(WHAT THIS TASK INVOLVES):
Reproduce without any change the lines of the data from the one containing "mandible, given as one point per instance." through the one containing "(1040, 428)", including both of those lines.

(TASK MATERIAL):

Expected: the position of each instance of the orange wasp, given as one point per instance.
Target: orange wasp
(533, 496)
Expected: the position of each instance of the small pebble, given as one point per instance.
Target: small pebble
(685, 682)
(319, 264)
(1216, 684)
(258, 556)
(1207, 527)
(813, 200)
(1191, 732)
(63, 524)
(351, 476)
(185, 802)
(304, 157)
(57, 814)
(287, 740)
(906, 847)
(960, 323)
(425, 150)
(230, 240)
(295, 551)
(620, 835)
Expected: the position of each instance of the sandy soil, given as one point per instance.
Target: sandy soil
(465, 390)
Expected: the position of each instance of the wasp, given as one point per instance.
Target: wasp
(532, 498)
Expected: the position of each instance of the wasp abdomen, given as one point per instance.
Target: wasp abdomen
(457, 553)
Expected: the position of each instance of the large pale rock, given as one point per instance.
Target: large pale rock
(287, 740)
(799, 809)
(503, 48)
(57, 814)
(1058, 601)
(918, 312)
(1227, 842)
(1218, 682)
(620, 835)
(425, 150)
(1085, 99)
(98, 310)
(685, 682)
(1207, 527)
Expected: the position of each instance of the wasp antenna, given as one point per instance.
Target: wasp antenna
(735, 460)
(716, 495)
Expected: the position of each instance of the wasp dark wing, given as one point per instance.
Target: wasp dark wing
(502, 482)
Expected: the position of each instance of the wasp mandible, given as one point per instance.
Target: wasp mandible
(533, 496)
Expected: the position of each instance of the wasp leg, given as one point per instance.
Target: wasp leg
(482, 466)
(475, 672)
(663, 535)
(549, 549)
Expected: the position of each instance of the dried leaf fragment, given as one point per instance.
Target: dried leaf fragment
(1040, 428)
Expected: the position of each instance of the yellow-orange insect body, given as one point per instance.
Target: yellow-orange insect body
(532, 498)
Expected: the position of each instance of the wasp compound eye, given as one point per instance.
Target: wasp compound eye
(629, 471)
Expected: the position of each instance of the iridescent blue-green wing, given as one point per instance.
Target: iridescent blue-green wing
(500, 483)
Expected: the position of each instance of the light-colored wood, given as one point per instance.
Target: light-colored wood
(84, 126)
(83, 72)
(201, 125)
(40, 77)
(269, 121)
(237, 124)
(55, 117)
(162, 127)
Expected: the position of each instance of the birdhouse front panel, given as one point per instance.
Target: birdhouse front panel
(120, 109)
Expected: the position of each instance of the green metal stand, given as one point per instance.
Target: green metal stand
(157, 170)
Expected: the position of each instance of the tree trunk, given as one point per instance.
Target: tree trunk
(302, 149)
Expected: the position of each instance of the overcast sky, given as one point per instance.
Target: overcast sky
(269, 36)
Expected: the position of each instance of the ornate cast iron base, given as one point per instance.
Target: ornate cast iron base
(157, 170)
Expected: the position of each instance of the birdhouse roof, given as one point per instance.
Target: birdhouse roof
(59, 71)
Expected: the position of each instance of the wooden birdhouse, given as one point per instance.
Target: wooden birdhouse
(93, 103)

(COMPLETED TASK):
Expected: the position of each instance of the wasp mandible, given as one point per instance.
Target: wasp mandible
(533, 496)
Expected: the position of each instance of the wasp leg, given as one point per instance.
Target: wasp leg
(482, 466)
(475, 672)
(663, 535)
(549, 549)
Expected: the position of each instance of the dried leaf fragment, given as one point per instance.
Target: dried leaf fragment
(1040, 428)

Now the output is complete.